Apache Lucene 入门篇

编程教程 > Java (116) 2025-04-30 14:37:56

Apache Lucene

一款 Apache托管的全文索引组件，纯Java实现。

Lucene的作用

用户—>服务器—>Lucene API—>索引库—>数据库/文档/web网页—>再返回。

常用的查询算法

【1】顺序扫描法：（数据量大的时候就GG），mysql的like查询就是，还有文本编辑器的Ctrl+F。
【2】倒排索引：把文章提取出来—>文档(正文)—>切分词组成索引目录。查询的时候先查目录，然后再找正文。切分词是个关键。
为什么倒排索引快？去掉重复的词，去掉停用词（的、地、得、a、an、the）。查字词典肯定比文章少。字典原理所以快。
优点：准确率高、速度快。但是空间占用量肯定会大，时间与空间不能兼得。它是用空间换时间。额外占用磁盘空间来存储目录。

全文检索技术使用场景

站内搜索（百度贴吧、京东、淘宝）。
垂直领域的搜索（818工作网）。
专业搜索引擎（谷歌、百度）

当然搜索引擎这类都属于独立开发了一套自有的全文索引软件。并非直接用Apache Lucene这类开源组件。

什么是Lucene

【1】文章—>词—>索引（目录）
【2】全文检索：查先查目录，再查文本，这就是全文检索。
【3】Doug Cutting是Lucene、Nutch、Hadoop等项目的发起人。捐献给了Apache基金会。
【4】官网 https://lucene.apache.org

索引和搜索流程概述

【1】原始文档—>创建索引（获得文档-构建文档对象-分词-创建索引）—>索引库(肯定是提前创建)。
【2】用户查询—>创建查询—>执行查询—>渲染结果—>返回结果。

Lucene索引流程详细

【1】Document文档（唯一ID）。Field域（key value的形式）。id:1 name:华为手机64G brandName:华为。id:2 name:华为手机128G brandName:
【2】会根据text提取分词，分析后得到的词：....................。关键词 1 在文档1，关键词2 在文档2 ，关键词手机在文档1&文档2。这种方式存储。
【3】然后先找到关键词在哪个文档，然后再去对应文档查，有道理呀..

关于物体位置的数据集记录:
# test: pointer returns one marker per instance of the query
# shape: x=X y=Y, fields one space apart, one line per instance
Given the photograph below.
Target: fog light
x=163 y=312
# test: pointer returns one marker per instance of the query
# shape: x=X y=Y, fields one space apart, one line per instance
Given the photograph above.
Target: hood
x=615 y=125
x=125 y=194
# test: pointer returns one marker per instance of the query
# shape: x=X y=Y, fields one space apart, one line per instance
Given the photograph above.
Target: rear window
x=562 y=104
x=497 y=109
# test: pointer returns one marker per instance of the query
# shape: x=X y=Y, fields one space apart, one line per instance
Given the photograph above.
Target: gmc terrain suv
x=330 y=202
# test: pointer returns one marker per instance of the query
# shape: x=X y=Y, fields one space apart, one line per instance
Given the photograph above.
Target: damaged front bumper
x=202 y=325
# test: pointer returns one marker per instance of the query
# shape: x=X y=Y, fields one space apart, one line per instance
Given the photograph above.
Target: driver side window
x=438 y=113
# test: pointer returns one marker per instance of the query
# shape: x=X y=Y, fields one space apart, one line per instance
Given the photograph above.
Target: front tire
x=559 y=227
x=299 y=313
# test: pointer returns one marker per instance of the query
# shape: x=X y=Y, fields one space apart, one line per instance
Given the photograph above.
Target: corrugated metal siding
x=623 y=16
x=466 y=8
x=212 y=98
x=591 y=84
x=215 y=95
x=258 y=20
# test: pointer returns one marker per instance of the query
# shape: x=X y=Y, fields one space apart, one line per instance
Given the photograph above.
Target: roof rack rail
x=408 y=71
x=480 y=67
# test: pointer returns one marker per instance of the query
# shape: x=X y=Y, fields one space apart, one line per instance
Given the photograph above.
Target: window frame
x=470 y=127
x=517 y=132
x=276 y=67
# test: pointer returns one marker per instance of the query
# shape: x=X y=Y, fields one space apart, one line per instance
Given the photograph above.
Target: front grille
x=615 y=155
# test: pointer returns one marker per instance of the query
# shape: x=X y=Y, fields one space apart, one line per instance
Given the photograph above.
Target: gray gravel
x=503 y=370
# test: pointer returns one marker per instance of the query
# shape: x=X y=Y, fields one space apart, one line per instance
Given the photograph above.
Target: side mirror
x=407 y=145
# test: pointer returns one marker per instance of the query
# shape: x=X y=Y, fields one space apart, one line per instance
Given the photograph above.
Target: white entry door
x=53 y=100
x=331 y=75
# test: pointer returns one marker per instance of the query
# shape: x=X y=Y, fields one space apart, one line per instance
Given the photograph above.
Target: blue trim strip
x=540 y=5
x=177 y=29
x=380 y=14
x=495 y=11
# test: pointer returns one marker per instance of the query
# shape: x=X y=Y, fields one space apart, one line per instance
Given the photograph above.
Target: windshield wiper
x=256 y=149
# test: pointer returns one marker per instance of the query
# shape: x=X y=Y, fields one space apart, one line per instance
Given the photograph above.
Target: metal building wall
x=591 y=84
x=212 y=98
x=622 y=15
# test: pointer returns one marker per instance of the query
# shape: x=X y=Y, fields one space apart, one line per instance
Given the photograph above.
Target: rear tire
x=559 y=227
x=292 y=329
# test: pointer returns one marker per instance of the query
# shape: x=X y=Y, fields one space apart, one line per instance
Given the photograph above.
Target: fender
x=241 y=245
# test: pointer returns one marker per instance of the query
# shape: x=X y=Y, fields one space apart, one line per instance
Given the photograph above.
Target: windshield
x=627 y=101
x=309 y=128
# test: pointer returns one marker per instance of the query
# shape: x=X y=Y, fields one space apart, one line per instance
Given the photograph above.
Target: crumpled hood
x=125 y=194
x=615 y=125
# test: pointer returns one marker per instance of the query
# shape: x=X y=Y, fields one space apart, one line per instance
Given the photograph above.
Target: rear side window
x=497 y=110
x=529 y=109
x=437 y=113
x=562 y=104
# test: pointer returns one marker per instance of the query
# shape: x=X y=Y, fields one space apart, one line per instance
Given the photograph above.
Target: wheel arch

任务目标 A >> 在介绍 Lucene 的文本节选里，作为停用词举出的词有哪些？请全部列出。
任务目标 B >> 请从介绍 Lucene 的文本节选中照原样抄写一段文字，范围介于“站内搜索（百度贴吧、京东、淘宝）。”与“捐献给了Apache基金会。”之间，包含这两处词语本身。

参考答案 A >> 的、地、得、a、an、the

参考答案 B >>
站内搜索（百度贴吧、京东、淘宝）。
垂直领域的搜索（818工作网）。
专业搜索引擎（谷歌、百度）

当然搜索引擎这类都属于独立开发了一套自有的全文索引软件。并非直接用Apache Lucene这类开源组件。

什么是Lucene

【1】文章—>词—>索引（目录）
【2】全文检索：查先查目录，再查文本，这就是全文检索。
【3】Doug Cutting是Lucene、Nutch、Hadoop等项目的发起人。捐献给了Apache基金会。